START DOCUMENT SECTION
As interesting as the bottles are at this approach, it is also interesting to see who is out there. It is a good place to break down that New Yorker fear of talking to strangers and just engage. It is interesting to see what people take, what they are looking for, and what interest brought them to so far a shore of Kings County. Most are just visitors who read about it in Gothamist. Some are there for specific collecting. The jars are the least collected it seems. They cluster in groups. I am not enough of a scholar of bottleriey to know if this is because they were discarded by the same consumer, or if following some rule of Ancient Greek Science, they have an affinity for one another and settle thusly.
On any given day there are several pickers. Some are serious and others, such as our party, amateur collectors. Most sought after and therefore the rarest are colored glass. This would be blue Vicks jars, umber medicine bottles, and any carnival or depression glass (sort of a rainbow sheen on the glass however this effect can be imposed on regular glass by being in a hot fire). There is a vast multitude of bottles intact. It is rather surprising considering these things were tossed into the actual literal dust bin of history, interred in a dark sandy mountain, covered with layers of cement, washed into the ocean, and then tossed up onto the beach by various storms. Log Cabin maple syrup seem to be represented in great number either because Gotham was going through a syrup craze or because few collectors want these bottles. Ketchup bottles of course – of the Heins variety – and a surprising number of salt/pepper shakers. Does this speak of a rising culture of diners and roadside America? The little bottles are intriguing. Most are medicines of some sort while others are perfume. Their small size protects them from the elements and breakage. The perfume bottles are highly prized by the more eagle-eyed pickers. Clorox bottles are the unicorn. So many are there in various configurations of broken and useless. That day we found a competitor of Clorox, Rose-Ex, and while in the exact configuration as the famous Clorox bottle, it is even as trash, still second place to its more famous relation (all chlorine bleach on the market is exactly the same in chemical construction from the .99 no name brand to the $2.99 Original Formula Clorox(tm)). It was sitting on the beach, left by a previous picker set up for the taking. There is indeed honor among these pickers.
END DOCUMENT SECTION
[EXPLORE THE MATERIAL]
1: Decide whether each statement agrees with the passage about bottle collecting on the beach, answering yes or no and quoting the words that settle it: (a) Jars are the most collected bottles. (b) Colored glass is both the most sought after and the rarest. (c) Small bottles survive because their size shields them from breakage.
2: Write the next part of the passage about bottle collecting on the beach, picking up right after its last sentence.
START RECORD EXCERPTS
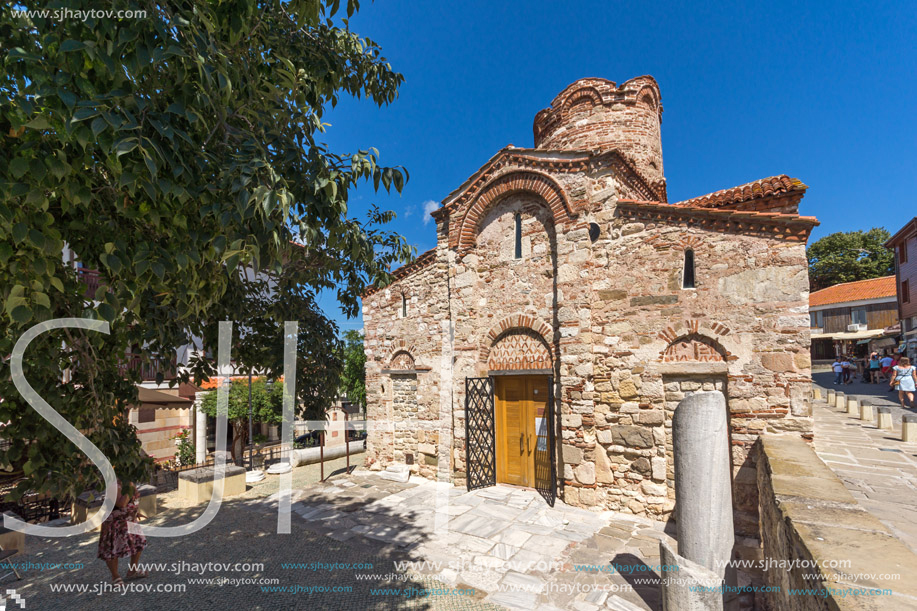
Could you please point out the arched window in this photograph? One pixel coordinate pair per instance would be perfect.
(518, 222)
(687, 281)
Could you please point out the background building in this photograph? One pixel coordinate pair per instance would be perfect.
(853, 318)
(904, 243)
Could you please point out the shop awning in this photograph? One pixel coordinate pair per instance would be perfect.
(852, 335)
(158, 398)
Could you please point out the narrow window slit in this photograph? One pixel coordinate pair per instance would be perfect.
(688, 274)
(518, 235)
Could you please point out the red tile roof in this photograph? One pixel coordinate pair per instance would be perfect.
(855, 291)
(765, 187)
(788, 226)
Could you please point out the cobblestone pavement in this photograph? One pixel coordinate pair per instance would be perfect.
(503, 541)
(877, 394)
(506, 547)
(878, 469)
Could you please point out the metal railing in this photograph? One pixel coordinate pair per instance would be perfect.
(149, 368)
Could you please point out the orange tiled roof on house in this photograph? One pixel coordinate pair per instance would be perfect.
(759, 189)
(875, 288)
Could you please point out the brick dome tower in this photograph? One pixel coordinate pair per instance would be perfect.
(595, 114)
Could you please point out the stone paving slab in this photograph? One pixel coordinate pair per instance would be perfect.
(512, 549)
(878, 469)
(507, 543)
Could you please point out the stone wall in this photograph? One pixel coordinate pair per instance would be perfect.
(403, 370)
(808, 516)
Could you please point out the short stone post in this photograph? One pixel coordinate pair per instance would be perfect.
(909, 428)
(853, 406)
(885, 418)
(703, 508)
(692, 588)
(840, 400)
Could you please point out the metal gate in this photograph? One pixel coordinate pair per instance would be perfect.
(545, 452)
(480, 437)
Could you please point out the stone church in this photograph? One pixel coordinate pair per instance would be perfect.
(568, 307)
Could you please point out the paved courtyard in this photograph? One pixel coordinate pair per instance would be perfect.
(416, 545)
(878, 469)
(877, 394)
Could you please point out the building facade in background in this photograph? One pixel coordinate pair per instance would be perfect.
(904, 243)
(854, 319)
(568, 307)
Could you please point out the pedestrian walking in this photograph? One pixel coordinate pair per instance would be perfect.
(838, 369)
(116, 542)
(874, 366)
(904, 381)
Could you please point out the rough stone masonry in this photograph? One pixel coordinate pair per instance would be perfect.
(568, 258)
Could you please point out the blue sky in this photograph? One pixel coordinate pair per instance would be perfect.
(823, 92)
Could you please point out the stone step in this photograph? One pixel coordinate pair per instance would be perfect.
(396, 473)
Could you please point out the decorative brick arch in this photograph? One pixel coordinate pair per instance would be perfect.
(518, 342)
(651, 95)
(695, 341)
(577, 95)
(518, 181)
(401, 353)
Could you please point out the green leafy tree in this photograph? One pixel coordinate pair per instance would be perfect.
(185, 450)
(847, 256)
(353, 376)
(267, 407)
(172, 152)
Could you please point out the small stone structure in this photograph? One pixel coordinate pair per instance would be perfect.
(811, 523)
(567, 260)
(196, 485)
(11, 539)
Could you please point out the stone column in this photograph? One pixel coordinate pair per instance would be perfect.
(853, 406)
(200, 434)
(703, 480)
(909, 428)
(884, 420)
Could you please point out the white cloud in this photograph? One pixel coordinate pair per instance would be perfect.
(428, 207)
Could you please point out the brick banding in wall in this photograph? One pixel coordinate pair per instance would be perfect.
(513, 182)
(519, 322)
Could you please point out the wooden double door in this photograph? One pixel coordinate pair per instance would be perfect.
(520, 426)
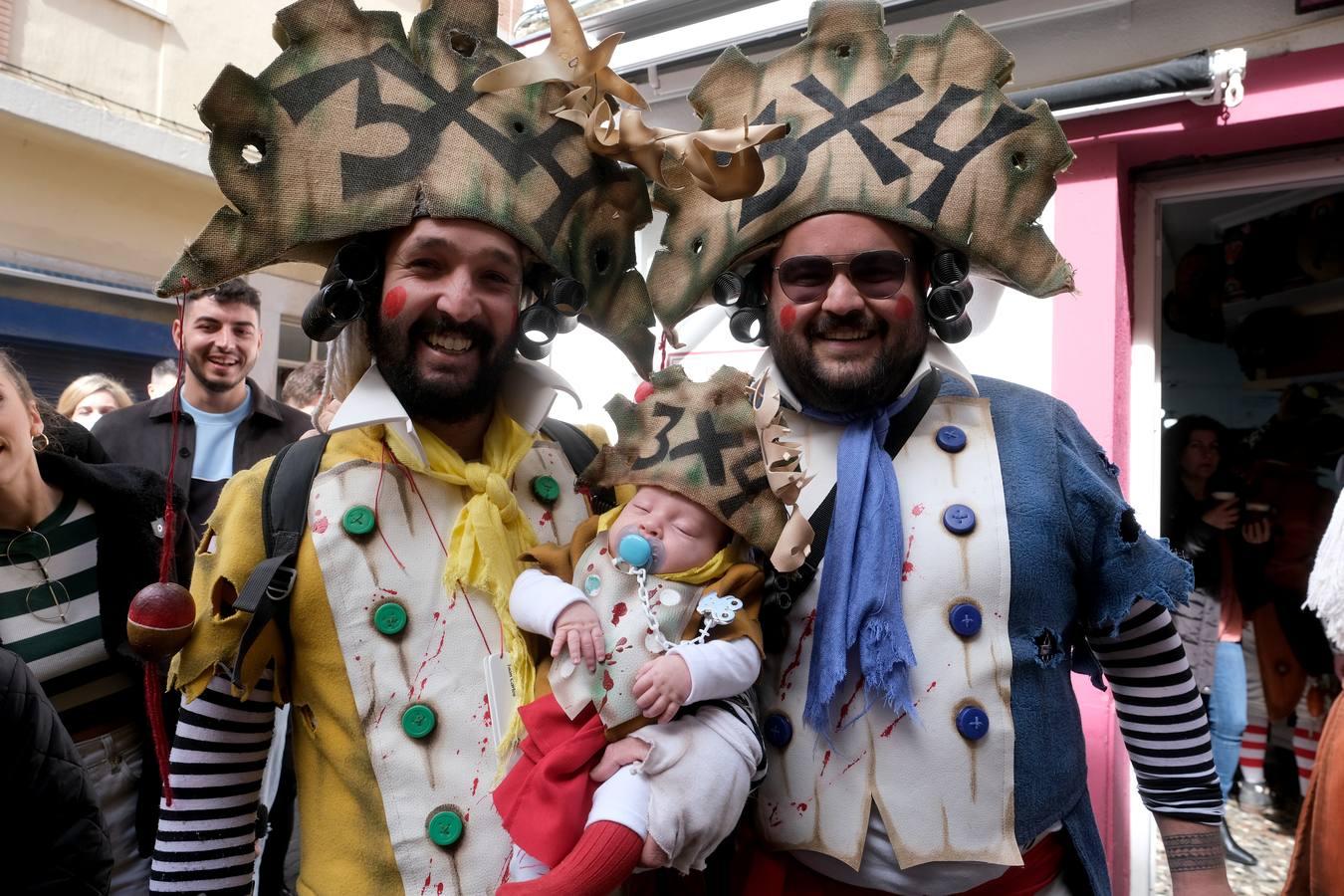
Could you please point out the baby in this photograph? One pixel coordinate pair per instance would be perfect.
(651, 607)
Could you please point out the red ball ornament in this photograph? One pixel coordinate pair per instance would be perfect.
(160, 619)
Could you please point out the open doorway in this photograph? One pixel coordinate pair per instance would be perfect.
(1239, 336)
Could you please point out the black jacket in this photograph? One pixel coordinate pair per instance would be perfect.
(141, 434)
(53, 838)
(126, 503)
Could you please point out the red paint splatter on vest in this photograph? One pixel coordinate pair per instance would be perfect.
(797, 656)
(394, 301)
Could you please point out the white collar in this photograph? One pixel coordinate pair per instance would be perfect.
(529, 394)
(937, 354)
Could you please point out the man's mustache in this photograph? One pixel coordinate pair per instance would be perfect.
(828, 323)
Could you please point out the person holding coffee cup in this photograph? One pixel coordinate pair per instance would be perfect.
(1203, 518)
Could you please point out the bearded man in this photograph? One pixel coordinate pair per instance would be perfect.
(972, 543)
(460, 227)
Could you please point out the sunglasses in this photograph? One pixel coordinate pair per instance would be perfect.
(878, 273)
(49, 599)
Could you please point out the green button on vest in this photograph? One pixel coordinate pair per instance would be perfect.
(546, 489)
(359, 520)
(418, 720)
(445, 827)
(390, 618)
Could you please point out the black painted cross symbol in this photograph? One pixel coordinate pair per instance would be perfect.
(748, 487)
(710, 445)
(423, 129)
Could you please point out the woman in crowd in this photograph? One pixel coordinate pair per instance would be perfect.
(1202, 518)
(77, 542)
(53, 838)
(91, 396)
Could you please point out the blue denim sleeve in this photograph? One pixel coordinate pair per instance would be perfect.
(1116, 561)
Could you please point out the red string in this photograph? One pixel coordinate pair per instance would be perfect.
(169, 511)
(157, 731)
(378, 492)
(156, 726)
(444, 547)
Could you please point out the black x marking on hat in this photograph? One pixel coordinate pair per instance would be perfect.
(423, 129)
(710, 445)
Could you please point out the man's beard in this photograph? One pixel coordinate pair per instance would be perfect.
(219, 387)
(440, 402)
(878, 384)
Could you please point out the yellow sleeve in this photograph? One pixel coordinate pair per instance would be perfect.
(229, 551)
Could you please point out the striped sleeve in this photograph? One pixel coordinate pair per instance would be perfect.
(1162, 715)
(206, 838)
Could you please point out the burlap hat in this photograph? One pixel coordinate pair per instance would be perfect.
(360, 127)
(917, 131)
(721, 445)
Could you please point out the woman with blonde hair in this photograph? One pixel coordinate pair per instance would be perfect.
(91, 396)
(77, 542)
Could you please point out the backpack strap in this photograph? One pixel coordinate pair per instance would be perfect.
(579, 452)
(284, 516)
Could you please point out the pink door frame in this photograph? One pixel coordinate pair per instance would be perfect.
(1296, 100)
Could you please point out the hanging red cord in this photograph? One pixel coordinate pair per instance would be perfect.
(161, 614)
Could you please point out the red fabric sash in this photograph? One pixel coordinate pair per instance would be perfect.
(545, 799)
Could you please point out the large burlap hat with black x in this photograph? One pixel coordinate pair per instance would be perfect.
(719, 443)
(361, 127)
(916, 130)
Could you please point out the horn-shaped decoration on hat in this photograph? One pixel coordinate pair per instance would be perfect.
(357, 127)
(914, 130)
(624, 134)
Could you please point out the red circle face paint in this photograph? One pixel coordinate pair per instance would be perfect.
(394, 301)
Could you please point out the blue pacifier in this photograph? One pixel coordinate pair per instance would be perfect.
(640, 551)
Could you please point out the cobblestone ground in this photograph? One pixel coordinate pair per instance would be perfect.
(1267, 837)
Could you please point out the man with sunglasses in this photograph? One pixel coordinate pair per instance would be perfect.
(972, 543)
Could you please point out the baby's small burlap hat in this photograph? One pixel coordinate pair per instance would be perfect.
(916, 130)
(719, 443)
(357, 126)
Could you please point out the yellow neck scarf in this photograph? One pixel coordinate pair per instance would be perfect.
(707, 571)
(490, 534)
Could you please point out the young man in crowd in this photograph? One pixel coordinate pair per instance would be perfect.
(229, 422)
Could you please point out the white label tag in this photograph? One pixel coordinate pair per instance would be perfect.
(499, 691)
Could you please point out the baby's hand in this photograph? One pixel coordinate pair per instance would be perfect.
(579, 629)
(661, 687)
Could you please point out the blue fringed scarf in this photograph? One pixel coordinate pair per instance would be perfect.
(859, 603)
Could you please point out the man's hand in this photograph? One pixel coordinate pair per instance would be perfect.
(1224, 516)
(661, 687)
(618, 755)
(1255, 533)
(578, 629)
(1195, 857)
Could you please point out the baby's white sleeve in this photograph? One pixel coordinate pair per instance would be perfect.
(538, 598)
(719, 668)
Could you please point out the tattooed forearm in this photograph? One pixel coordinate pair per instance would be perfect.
(1194, 852)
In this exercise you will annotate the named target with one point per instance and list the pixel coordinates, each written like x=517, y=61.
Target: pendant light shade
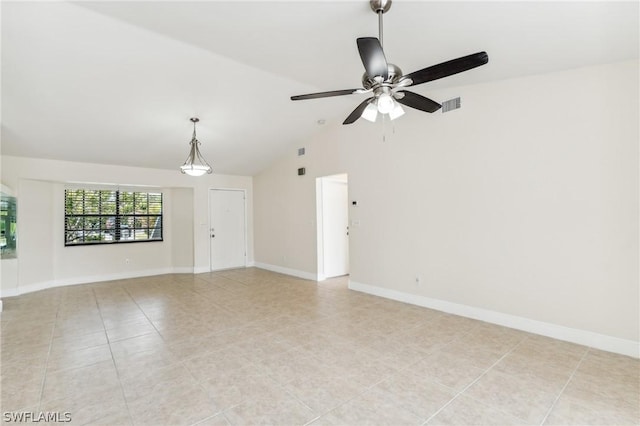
x=195, y=164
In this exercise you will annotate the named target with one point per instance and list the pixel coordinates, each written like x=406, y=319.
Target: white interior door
x=228, y=229
x=335, y=231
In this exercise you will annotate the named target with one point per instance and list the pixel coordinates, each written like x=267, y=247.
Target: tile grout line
x=46, y=366
x=555, y=401
x=124, y=398
x=474, y=382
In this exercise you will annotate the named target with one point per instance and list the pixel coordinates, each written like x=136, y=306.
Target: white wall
x=520, y=207
x=44, y=261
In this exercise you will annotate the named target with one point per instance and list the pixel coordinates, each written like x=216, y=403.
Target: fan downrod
x=380, y=6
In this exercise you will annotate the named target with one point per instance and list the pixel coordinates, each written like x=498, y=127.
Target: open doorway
x=332, y=203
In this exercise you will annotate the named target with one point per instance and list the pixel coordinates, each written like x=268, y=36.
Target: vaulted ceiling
x=116, y=82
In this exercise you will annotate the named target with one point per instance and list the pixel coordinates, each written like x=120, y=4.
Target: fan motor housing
x=394, y=72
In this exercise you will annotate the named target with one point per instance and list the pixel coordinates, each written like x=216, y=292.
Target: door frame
x=245, y=241
x=320, y=246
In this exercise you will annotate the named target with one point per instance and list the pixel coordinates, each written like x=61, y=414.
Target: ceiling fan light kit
x=195, y=164
x=387, y=83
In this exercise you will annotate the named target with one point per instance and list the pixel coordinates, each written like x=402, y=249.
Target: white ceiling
x=116, y=82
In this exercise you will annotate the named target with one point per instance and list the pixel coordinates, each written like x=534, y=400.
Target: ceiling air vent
x=451, y=104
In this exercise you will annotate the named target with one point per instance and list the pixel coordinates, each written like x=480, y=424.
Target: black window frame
x=112, y=216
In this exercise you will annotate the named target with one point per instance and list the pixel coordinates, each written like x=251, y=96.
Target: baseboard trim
x=581, y=337
x=30, y=288
x=287, y=271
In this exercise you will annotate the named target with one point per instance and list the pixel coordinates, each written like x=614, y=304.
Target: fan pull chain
x=384, y=128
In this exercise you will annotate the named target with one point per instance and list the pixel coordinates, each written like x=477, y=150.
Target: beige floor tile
x=92, y=408
x=370, y=408
x=323, y=393
x=414, y=393
x=69, y=342
x=465, y=411
x=64, y=360
x=577, y=411
x=18, y=395
x=276, y=408
x=171, y=405
x=234, y=388
x=147, y=342
x=217, y=420
x=77, y=382
x=446, y=369
x=514, y=395
x=140, y=366
x=250, y=346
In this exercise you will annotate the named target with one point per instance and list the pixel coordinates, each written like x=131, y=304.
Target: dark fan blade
x=448, y=68
x=416, y=101
x=357, y=112
x=372, y=57
x=324, y=94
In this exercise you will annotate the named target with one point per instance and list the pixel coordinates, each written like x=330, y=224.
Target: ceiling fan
x=386, y=81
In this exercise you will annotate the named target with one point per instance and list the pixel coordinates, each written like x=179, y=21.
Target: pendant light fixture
x=195, y=164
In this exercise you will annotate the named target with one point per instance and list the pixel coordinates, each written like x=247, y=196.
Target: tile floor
x=254, y=347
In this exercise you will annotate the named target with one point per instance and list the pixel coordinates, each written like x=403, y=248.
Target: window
x=110, y=216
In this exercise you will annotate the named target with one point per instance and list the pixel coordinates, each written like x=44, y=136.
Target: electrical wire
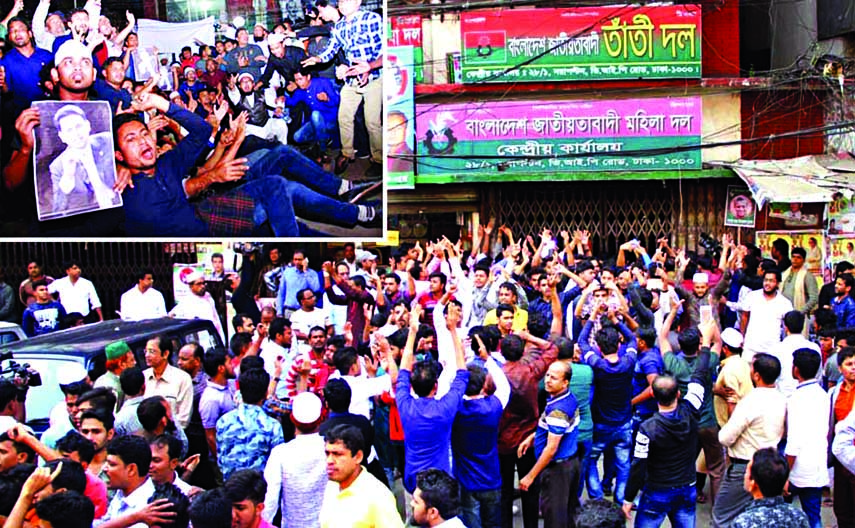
x=831, y=129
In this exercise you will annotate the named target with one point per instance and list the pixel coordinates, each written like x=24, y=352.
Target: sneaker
x=359, y=191
x=342, y=163
x=377, y=219
x=374, y=170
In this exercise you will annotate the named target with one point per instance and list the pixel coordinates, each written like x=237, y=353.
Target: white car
x=10, y=332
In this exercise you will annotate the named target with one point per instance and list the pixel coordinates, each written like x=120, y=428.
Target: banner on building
x=582, y=43
x=484, y=141
x=840, y=249
x=400, y=135
x=407, y=31
x=841, y=215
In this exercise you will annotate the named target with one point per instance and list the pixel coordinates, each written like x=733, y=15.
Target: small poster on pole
x=740, y=210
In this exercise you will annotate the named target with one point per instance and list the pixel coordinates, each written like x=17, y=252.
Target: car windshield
x=8, y=336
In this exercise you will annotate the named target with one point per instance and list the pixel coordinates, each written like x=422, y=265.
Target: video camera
x=22, y=376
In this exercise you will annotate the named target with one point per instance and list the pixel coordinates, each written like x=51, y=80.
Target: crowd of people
x=464, y=379
x=229, y=139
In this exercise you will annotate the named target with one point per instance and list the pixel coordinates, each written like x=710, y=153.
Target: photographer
x=12, y=407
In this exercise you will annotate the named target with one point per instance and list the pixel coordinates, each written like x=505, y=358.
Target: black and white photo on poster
x=75, y=163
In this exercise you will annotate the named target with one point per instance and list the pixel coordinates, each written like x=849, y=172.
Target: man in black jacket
x=666, y=448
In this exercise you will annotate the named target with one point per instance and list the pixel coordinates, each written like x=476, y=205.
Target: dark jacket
x=666, y=444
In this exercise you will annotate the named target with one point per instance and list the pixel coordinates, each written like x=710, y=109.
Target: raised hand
x=25, y=124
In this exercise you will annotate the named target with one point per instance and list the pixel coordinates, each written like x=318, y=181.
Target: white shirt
x=137, y=306
x=176, y=386
x=807, y=426
x=337, y=313
x=784, y=352
x=296, y=475
x=122, y=505
x=195, y=307
x=303, y=321
x=362, y=389
x=77, y=297
x=765, y=322
x=270, y=350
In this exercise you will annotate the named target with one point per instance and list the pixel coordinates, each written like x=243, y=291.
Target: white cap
x=306, y=408
x=192, y=277
x=7, y=422
x=73, y=373
x=701, y=278
x=731, y=337
x=71, y=48
x=365, y=255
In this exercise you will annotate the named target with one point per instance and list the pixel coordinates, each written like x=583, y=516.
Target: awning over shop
x=538, y=176
x=804, y=179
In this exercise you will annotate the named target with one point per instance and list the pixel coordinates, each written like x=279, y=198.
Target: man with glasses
x=359, y=34
x=308, y=317
x=295, y=277
x=198, y=305
x=142, y=301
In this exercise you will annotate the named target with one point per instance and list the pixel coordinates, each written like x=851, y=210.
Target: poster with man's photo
x=75, y=162
x=740, y=210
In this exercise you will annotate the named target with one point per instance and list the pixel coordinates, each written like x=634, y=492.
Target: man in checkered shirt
x=360, y=34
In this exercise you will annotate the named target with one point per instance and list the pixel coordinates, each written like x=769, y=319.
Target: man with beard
x=110, y=88
x=245, y=56
x=284, y=60
x=259, y=38
x=246, y=98
x=44, y=315
x=213, y=75
x=80, y=32
x=26, y=292
x=359, y=33
x=198, y=305
x=219, y=395
x=157, y=201
x=73, y=77
x=310, y=372
x=47, y=26
x=763, y=316
x=20, y=69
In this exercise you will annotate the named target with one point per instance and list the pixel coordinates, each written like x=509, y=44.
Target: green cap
x=117, y=350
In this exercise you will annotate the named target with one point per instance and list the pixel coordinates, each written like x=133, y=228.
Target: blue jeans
x=678, y=504
x=584, y=448
x=605, y=436
x=811, y=500
x=285, y=160
x=316, y=129
x=283, y=199
x=481, y=509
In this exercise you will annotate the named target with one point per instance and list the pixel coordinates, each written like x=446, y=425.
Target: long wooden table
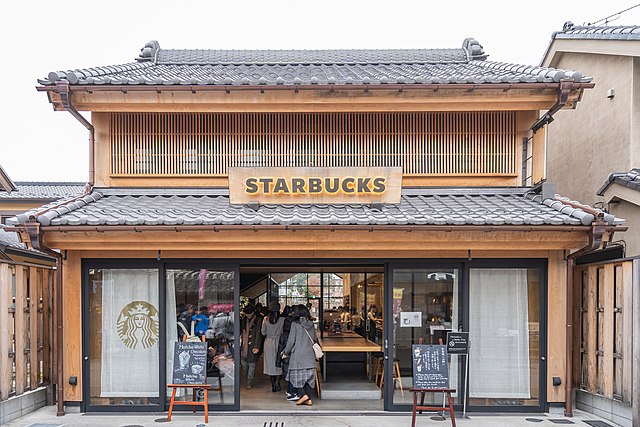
END RECORD EXCERPTS
[TASK-BY-TASK ANSWERS]
1:
(a) No: "The jars are the least collected it seems."
(b) Yes: "Most sought after and therefore the rarest are colored glass."
(c) Yes: "Their small size protects them from the elements and breakage."

2:
After filling a backpack, we decided that the hour had come to return home where we would clean and sort our finds, divide up the spoils of a lost civilization of consumers. We were doing our part to clean up the beach in our own way, part of the endless cycle of consumption, discarding, and picking up out of the water we are all part of. Anyway, if we didn’t want these bottles in the end, we could toss them into the recycling bin.